** SOURCE DATA follows **
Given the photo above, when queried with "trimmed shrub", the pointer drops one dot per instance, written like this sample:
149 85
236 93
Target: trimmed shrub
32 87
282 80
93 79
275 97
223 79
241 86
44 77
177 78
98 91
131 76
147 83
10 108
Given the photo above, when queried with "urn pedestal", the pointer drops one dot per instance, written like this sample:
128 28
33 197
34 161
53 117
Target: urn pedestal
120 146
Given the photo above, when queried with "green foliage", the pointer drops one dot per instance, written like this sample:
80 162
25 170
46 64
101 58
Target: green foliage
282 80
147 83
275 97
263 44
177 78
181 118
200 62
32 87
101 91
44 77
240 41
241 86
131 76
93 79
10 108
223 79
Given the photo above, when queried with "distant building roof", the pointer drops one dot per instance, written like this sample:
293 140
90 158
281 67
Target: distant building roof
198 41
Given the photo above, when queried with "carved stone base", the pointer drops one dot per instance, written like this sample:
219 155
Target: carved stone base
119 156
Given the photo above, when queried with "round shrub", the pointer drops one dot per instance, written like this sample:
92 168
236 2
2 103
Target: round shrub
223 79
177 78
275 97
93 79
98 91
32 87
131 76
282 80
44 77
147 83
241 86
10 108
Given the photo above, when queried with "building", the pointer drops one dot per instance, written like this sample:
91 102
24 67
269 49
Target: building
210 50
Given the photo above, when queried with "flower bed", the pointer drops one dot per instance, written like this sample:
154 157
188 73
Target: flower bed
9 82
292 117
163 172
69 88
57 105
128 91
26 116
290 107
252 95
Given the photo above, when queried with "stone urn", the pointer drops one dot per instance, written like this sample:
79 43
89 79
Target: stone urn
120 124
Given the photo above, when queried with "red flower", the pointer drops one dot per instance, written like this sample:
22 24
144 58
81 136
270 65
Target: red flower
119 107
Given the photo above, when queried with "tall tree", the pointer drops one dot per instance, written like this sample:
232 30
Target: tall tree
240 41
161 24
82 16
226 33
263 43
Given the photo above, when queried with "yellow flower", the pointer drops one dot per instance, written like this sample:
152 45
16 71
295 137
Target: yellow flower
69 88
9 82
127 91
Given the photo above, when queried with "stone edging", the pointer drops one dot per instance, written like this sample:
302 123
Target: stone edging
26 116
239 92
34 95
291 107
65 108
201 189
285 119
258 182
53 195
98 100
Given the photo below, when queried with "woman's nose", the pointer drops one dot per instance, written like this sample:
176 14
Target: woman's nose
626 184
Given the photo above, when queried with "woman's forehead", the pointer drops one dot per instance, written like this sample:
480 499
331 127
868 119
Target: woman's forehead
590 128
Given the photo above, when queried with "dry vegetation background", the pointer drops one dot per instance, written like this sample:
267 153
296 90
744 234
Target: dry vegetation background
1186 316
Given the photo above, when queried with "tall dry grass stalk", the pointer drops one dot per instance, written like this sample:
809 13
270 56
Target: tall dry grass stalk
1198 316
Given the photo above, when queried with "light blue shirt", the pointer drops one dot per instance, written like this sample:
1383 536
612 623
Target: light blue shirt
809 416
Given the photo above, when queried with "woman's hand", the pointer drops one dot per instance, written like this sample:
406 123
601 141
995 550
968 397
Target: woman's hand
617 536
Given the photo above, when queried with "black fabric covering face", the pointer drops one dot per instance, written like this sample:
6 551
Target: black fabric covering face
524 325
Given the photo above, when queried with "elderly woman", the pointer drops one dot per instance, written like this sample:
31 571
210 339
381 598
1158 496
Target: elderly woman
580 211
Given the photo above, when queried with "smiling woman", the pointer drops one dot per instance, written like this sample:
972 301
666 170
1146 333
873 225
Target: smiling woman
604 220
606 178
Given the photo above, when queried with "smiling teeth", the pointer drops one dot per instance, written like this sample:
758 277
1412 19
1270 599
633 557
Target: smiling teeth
** End of SOURCE DATA **
= TASK STATEMENT =
Please return the data above in full, without altering a single line.

= TASK SOLUTION =
Given the photo above, when queried with "trimmed shrub", the pointer drops one dot per instance, written like this sample:
149 85
236 93
Target: trimmed shrub
32 87
282 80
93 79
275 97
223 79
241 86
44 77
177 78
98 91
131 76
147 83
10 108
Given the photo above, when queried with "urn pedestal", the pointer drops one dot per instance, written like this sample:
128 28
33 197
34 161
53 117
Target: urn pedestal
120 146
Given the photo above, when queried with "green foliage", the pointer drops one dot per instance, written like this sample:
80 162
25 170
46 64
101 58
Target: green foliage
282 80
147 83
275 97
263 44
177 78
181 118
200 62
32 87
101 91
44 77
240 41
241 86
131 76
93 79
10 108
223 79
Given the photo above, when queried with "distant building roof", the pointer drops one dot per instance, written like this sample:
293 140
90 158
281 67
Target: distant building roof
198 41
Given the photo above, when queried with "carved stone base", the pointer drops one dot per instance, written like this sample:
219 155
Target: carved stone base
119 156
Given the photo above, when queried with "round shrub", the pointer drops one dot per instance, written like this sample:
92 168
236 2
2 103
Target: round shrub
223 79
177 78
275 97
93 79
98 91
32 87
131 76
282 80
44 77
147 83
241 86
10 108
Given the photo above, when queried with "building", the pointer drops one dot per instance, written like this sample:
91 102
24 67
269 49
Target: building
210 50
Given the photo above, when queried with "flower bed", the pointer drops one dot per instance, written like this sample:
154 157
188 73
Target: flower bed
9 82
292 117
163 172
69 88
57 105
128 91
26 116
290 107
252 95
Given the photo above, when queried with "stone urn", the pointer drops one dot per instance, written like this sample:
79 43
89 79
Target: stone urn
120 124
Given the photo above, when queried with "red flower", the pointer drops one dot per instance, written like this sample:
22 24
144 58
81 136
270 65
Target: red flower
119 107
Given the photo above, when queried with "tall tree", the pointer drops one dot per instance, written like this sample:
232 30
Target: tall tree
240 41
161 24
82 16
226 33
263 43
Given the photo above, when queried with "yellow flower", the pointer drops one dot per instance, written like this sample:
152 45
16 71
295 137
Target: yellow flower
69 88
9 82
127 91
Given the photo above, when queried with "stone edging", the pointer drops one dot per instance, written like this sample:
302 123
Target: stone edging
26 116
239 92
34 95
291 107
65 108
201 189
285 119
258 182
53 195
98 100
Given the photo below, when queried with "woman's nose", the pointer drops one dot per instance, written like this sample:
176 14
Target: woman's nose
626 184
Given the photo above, when queried with "woman's forehead", the pointer drops one dot per instance, written like this sample:
480 499
331 127
868 119
Target: woman's forehead
590 128
Given the photo above, when queried with "dry vegetation background", the pointer drops one dot per instance, written like this sample:
267 153
296 90
744 234
Target: dry vegetation background
1186 316
Given the photo above, when queried with "tall dry grass stalk", the pointer drops one dot per instance, written like this sample:
809 13
270 56
Target: tall dry grass stalk
1198 316
Given the photo above, when queried with "light blue shirt", the pointer drops one dot per instance, written like this sample:
1383 536
612 623
Target: light blue shirt
809 416
Given the photo above, when queried with "woman's hand", the pointer drops one dot per instance, written like this sample:
406 123
601 141
995 550
968 397
Target: woman's hand
617 536
Given the photo above, when queried with "black fabric covering face", the pointer drops one dot per instance, written like this sample:
6 551
Target: black fabric covering face
524 325
Given the photo above, when queried with "elderly woman", the pointer drops one dot per instance, written like this sample:
31 571
210 339
381 598
1158 496
Target: elderly woman
580 211
Given the photo above, when queried with "smiling woman", the pointer drops one dot per instance, written like this sample:
972 301
666 170
1146 333
873 225
Target: smiling woman
604 220
606 178
Given the photo above, when queried with "smiling teeth", the pointer drops one dot per instance, written like this sample:
758 277
1412 19
1270 599
633 557
Target: smiling teeth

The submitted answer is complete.